Records from a data collection

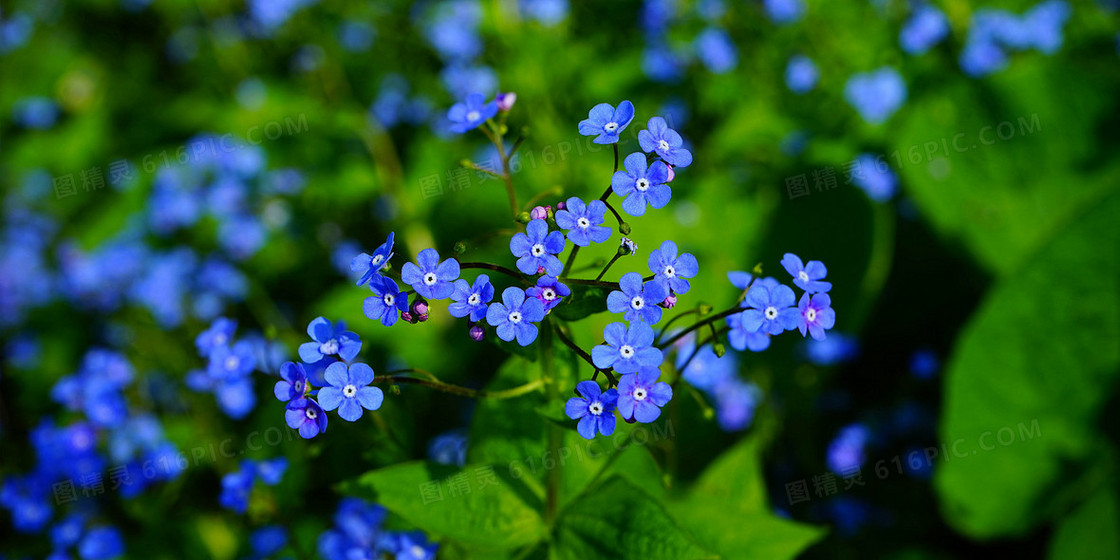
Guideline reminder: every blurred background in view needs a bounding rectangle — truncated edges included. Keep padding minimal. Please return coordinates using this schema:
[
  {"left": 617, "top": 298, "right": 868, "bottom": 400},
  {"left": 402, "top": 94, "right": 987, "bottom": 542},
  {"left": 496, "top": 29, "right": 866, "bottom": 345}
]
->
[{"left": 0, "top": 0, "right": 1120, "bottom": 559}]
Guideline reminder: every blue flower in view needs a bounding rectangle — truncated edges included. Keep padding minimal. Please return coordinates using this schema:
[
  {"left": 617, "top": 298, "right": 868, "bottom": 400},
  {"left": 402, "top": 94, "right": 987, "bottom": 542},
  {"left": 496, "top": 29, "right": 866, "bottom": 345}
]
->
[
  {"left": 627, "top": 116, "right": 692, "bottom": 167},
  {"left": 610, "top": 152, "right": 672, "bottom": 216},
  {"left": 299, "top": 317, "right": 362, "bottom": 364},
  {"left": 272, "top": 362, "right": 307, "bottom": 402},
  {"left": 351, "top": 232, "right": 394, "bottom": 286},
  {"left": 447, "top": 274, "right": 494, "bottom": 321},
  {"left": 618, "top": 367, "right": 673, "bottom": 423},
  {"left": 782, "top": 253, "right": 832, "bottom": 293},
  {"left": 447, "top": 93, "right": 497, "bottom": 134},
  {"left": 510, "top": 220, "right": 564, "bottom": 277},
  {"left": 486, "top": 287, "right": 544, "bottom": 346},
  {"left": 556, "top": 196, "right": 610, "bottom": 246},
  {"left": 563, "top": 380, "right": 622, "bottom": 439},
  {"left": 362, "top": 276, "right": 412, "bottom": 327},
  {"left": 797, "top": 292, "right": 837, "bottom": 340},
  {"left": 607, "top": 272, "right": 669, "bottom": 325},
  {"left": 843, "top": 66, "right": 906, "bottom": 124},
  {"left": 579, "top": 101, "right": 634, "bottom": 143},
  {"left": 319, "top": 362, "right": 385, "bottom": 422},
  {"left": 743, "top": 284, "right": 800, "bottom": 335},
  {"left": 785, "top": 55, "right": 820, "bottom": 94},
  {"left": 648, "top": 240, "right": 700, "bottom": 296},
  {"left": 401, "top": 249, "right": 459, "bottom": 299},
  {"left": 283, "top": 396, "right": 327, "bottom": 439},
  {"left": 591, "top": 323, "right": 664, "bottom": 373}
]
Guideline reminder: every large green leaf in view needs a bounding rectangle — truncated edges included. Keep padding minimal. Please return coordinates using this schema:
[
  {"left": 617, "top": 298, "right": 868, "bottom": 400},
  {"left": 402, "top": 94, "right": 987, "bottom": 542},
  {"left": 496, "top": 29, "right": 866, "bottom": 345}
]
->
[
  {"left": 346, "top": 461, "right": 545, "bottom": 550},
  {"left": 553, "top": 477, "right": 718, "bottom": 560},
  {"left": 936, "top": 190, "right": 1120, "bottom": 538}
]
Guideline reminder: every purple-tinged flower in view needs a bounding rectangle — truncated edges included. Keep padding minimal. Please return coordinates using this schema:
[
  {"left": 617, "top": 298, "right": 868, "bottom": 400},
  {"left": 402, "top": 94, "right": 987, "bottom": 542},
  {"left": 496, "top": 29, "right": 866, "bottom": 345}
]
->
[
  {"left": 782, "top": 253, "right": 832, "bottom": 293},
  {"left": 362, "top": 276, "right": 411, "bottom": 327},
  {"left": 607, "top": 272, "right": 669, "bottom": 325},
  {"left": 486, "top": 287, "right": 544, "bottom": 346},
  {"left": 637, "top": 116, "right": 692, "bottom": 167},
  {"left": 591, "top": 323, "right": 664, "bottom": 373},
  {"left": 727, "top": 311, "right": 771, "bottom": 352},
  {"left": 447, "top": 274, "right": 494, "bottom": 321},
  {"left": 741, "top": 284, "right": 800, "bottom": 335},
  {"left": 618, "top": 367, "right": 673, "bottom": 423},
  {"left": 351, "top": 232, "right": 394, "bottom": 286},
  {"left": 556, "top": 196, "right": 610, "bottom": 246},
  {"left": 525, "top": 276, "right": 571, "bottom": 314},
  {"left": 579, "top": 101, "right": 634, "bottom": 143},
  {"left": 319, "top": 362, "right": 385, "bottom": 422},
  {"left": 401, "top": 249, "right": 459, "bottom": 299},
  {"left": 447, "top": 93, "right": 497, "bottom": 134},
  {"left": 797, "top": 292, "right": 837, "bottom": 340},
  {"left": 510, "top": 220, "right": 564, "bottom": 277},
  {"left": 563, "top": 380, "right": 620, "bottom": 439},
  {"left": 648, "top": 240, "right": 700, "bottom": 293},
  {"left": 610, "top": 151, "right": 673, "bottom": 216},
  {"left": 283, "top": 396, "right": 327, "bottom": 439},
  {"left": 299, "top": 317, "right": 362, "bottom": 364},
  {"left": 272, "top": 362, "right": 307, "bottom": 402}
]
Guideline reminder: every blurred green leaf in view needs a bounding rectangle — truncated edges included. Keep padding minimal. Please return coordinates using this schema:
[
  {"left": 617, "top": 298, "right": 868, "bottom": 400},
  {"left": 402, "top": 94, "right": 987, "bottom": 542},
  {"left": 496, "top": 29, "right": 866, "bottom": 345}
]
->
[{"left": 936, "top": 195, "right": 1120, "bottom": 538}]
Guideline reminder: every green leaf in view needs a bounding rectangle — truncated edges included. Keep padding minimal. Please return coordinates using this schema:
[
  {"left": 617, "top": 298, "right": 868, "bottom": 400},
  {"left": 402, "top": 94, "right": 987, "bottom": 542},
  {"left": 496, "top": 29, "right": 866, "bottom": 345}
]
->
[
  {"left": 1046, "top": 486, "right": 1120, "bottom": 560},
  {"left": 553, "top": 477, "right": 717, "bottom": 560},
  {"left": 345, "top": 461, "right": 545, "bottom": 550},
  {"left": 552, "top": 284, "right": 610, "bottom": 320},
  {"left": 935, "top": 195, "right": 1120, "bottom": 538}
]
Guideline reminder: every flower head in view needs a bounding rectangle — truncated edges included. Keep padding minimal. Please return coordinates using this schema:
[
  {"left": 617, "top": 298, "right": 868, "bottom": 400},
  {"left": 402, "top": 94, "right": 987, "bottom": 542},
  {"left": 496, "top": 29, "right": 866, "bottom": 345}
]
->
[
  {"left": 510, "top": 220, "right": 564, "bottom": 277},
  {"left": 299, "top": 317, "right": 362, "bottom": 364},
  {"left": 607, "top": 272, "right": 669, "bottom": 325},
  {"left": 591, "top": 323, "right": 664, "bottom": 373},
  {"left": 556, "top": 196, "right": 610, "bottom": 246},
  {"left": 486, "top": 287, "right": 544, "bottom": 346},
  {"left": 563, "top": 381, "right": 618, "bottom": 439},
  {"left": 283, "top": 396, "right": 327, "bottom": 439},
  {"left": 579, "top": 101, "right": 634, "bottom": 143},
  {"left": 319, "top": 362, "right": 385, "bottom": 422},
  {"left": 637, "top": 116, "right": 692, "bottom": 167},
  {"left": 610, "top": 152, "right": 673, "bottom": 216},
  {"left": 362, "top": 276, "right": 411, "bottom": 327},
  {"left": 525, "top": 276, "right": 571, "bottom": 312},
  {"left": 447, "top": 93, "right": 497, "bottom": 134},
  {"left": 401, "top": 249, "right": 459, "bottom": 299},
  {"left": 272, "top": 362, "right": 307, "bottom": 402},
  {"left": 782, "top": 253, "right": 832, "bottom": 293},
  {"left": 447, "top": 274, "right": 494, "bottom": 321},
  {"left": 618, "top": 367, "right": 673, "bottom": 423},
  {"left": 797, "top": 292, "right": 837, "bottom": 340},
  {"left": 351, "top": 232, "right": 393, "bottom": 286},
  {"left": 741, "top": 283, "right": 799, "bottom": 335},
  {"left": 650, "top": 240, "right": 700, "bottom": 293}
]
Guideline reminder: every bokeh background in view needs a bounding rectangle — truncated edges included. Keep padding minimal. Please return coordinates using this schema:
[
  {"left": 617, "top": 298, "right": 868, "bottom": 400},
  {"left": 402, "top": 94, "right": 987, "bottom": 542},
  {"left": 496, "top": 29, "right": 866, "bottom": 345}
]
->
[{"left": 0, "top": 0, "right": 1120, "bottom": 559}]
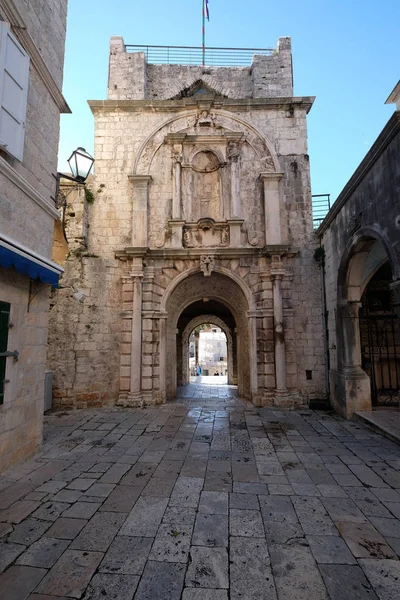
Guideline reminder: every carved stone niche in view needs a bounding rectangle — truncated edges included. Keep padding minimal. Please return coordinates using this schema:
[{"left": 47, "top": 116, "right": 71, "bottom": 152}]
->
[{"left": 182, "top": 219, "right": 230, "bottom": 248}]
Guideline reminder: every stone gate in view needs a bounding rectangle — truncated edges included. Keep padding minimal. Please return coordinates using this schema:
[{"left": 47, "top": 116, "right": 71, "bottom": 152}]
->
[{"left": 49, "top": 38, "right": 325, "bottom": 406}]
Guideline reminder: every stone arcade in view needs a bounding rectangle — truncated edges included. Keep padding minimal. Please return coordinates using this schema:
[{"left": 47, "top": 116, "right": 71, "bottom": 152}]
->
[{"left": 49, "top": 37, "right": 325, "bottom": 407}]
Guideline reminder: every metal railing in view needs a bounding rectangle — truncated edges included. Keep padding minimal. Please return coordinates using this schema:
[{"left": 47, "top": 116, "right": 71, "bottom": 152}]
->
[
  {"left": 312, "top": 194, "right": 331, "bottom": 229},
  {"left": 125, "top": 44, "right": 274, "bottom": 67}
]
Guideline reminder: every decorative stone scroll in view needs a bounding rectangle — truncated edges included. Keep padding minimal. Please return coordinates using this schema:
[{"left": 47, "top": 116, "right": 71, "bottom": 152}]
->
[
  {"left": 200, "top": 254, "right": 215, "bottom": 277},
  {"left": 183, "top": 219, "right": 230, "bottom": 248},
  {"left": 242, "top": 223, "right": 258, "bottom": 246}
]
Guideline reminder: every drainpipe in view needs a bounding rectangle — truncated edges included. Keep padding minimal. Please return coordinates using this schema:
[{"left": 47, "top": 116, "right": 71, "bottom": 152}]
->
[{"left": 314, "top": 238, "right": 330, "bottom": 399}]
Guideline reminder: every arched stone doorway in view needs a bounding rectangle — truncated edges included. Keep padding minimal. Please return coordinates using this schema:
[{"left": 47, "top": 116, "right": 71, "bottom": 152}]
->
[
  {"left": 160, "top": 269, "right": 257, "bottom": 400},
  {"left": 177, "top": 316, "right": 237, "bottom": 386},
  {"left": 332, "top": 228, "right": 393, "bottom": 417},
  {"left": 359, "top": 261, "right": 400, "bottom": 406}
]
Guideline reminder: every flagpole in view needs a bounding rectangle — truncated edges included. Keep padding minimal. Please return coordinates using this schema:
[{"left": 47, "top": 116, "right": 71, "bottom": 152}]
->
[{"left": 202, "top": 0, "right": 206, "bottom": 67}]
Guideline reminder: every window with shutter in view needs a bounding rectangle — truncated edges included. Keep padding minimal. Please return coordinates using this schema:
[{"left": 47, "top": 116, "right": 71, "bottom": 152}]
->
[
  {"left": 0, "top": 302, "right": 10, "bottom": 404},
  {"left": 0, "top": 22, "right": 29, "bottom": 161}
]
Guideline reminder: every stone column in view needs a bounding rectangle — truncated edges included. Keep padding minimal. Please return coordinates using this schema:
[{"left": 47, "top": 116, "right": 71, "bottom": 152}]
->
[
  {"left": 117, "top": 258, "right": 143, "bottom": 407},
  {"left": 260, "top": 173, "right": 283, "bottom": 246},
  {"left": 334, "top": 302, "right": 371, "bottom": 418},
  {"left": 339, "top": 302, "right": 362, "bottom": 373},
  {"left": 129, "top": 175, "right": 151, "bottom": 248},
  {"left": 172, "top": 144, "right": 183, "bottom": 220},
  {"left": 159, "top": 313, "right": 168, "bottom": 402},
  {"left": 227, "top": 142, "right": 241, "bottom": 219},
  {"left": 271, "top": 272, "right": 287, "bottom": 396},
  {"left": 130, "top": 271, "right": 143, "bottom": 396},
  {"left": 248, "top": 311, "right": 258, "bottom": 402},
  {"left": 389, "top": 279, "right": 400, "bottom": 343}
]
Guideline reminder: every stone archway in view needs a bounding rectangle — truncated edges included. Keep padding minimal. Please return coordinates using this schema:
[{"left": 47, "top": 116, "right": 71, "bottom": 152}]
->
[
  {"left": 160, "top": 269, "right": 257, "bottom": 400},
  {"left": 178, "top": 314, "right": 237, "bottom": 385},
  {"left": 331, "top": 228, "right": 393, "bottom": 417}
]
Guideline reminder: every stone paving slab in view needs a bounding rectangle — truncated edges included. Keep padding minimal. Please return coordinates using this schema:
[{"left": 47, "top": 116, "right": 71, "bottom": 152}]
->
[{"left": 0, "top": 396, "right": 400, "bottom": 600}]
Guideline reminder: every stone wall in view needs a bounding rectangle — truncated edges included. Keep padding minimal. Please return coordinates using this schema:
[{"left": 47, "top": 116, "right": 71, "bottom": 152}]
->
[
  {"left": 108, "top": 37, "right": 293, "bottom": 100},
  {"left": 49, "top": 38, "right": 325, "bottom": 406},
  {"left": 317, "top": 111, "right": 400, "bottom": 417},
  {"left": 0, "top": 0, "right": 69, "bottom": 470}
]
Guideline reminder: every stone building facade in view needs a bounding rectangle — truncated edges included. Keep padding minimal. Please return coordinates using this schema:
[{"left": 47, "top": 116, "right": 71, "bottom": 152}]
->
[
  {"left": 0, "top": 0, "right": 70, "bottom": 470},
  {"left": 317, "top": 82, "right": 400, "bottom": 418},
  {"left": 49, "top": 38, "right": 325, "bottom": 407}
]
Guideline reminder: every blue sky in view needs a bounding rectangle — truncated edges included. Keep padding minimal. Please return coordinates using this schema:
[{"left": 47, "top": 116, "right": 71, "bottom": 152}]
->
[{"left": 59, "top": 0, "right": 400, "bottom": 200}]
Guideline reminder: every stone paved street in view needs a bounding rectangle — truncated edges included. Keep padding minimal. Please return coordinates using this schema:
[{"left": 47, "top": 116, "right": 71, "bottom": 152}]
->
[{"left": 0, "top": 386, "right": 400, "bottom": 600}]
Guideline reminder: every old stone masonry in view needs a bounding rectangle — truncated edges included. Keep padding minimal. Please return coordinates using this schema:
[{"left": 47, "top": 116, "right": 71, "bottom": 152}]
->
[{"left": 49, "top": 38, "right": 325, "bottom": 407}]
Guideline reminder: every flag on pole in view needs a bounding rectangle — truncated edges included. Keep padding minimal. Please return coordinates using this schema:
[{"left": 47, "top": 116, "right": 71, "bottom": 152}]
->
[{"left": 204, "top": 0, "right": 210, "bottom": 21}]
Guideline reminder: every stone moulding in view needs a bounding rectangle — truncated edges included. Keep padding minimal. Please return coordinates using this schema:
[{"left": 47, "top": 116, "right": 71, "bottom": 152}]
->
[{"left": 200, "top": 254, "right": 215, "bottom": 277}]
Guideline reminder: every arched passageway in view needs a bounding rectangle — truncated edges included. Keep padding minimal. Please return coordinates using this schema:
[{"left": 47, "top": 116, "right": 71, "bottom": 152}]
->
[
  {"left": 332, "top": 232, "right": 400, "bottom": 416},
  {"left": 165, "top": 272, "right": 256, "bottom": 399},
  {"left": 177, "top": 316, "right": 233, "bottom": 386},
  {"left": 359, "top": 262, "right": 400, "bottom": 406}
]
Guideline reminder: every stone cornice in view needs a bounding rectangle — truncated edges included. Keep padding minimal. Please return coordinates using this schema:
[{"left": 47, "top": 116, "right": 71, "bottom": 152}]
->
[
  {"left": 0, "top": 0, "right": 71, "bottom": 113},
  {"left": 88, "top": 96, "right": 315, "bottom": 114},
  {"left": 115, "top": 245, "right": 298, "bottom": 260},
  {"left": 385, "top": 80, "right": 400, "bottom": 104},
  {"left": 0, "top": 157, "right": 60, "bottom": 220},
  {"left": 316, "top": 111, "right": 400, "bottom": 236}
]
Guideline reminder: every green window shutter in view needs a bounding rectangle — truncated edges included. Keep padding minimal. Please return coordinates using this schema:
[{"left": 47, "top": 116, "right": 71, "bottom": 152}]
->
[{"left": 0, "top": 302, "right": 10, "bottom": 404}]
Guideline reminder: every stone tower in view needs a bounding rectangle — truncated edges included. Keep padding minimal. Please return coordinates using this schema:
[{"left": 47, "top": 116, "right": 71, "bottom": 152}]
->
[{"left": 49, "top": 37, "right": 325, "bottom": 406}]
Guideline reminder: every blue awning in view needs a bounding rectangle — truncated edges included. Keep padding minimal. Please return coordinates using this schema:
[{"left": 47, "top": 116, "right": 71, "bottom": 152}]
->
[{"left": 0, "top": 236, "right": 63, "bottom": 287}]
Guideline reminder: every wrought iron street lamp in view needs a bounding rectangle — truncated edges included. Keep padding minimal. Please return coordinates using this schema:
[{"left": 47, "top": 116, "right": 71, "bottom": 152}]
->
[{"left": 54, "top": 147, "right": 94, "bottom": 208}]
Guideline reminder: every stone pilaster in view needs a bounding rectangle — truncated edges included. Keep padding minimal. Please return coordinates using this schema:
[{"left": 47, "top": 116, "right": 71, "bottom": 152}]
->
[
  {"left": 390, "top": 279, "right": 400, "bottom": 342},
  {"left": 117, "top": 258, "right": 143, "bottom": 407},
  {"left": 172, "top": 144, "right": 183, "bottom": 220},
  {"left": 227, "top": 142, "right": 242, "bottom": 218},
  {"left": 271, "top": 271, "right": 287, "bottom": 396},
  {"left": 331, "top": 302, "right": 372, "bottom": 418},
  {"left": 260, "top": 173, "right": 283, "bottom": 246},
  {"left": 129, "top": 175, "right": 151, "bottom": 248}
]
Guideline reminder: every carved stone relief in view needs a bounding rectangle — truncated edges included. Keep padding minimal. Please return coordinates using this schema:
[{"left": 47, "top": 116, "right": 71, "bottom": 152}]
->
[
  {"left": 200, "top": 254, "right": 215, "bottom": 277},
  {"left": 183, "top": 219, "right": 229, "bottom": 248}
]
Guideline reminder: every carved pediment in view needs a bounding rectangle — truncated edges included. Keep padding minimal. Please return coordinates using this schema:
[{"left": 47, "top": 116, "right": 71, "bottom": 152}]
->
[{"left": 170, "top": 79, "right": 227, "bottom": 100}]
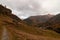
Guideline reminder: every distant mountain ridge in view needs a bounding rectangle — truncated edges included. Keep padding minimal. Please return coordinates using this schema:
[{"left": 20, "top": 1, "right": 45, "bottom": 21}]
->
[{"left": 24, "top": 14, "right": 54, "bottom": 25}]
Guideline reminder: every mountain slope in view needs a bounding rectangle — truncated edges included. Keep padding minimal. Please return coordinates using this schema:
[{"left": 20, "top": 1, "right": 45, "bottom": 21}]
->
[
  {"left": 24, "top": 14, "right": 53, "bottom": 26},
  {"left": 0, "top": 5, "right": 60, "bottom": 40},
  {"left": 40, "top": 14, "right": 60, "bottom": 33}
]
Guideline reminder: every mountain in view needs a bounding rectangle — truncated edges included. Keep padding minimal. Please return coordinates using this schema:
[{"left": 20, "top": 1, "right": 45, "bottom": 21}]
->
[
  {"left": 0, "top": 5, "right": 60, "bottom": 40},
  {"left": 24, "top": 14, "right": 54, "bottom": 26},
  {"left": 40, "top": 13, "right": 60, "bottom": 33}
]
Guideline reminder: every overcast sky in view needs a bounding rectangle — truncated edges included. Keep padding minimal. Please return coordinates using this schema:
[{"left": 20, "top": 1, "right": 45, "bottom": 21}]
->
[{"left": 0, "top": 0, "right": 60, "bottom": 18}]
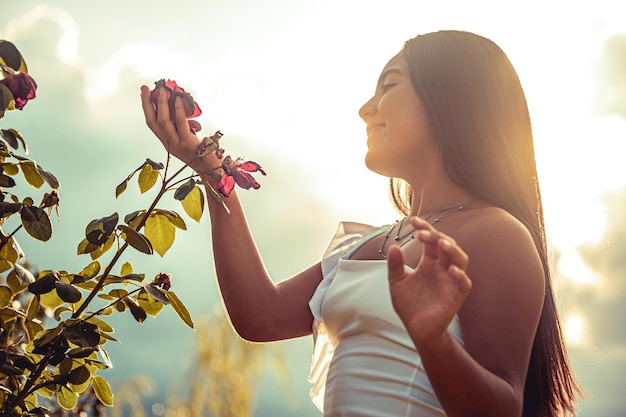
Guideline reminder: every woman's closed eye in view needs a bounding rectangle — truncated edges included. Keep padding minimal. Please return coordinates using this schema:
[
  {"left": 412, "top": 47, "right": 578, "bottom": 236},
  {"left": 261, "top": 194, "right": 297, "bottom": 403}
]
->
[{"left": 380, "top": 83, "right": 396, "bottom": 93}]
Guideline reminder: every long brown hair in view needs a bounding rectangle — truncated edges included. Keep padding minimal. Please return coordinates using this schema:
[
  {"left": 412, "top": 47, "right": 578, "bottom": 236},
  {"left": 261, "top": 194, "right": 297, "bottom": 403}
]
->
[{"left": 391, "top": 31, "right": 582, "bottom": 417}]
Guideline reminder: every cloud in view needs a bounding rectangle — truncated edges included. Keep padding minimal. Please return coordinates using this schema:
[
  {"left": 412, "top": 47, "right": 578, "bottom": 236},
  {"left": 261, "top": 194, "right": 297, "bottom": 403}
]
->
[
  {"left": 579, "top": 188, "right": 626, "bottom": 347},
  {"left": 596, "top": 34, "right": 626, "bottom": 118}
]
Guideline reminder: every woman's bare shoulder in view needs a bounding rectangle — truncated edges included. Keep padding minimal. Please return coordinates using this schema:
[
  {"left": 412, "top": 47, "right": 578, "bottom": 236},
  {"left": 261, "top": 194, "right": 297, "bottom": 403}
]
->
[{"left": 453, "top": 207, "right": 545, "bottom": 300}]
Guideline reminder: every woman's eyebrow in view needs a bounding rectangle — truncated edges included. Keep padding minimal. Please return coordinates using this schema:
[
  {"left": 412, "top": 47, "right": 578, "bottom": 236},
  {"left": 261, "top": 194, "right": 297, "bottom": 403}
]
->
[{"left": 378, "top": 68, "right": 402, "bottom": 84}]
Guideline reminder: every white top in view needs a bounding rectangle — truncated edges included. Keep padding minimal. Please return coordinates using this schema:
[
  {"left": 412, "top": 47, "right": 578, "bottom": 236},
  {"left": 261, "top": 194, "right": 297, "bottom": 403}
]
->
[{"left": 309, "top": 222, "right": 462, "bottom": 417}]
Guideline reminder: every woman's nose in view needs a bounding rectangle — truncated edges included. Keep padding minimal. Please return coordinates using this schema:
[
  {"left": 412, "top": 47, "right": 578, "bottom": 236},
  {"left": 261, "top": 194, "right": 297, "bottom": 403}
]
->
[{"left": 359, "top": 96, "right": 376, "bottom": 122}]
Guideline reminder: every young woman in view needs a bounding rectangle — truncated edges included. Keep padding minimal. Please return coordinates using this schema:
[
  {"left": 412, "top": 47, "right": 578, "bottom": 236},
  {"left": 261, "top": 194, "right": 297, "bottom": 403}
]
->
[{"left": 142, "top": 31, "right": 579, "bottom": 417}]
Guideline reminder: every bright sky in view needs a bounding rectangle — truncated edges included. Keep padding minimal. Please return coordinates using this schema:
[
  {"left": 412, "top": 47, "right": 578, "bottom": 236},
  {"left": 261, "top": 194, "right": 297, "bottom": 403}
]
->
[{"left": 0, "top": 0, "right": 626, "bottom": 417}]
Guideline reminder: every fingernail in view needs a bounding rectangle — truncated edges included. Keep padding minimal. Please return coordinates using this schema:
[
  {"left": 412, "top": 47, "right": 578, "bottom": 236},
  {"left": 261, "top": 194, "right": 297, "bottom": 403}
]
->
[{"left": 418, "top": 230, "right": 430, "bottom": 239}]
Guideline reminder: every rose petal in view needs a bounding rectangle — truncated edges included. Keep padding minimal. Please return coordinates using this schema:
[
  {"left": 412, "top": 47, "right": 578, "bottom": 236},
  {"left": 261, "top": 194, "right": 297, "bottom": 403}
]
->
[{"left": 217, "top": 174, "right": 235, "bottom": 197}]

STATED GOAL: Which lines of the records contain the word "blurred"? Pull out each of them, treating uppercase and lowercase as different.

EXPECTED OUTPUT:
Guideline reminder: every blurred background in view needs a bounding rectangle — truncated edges included. Keep padding minimal. Please return coordinates using this schema:
Guideline reminder: every blurred green leaf in view needs a bounding rectangle — truncated edges included. Keep padding minimal. Please return coordinates using this schema:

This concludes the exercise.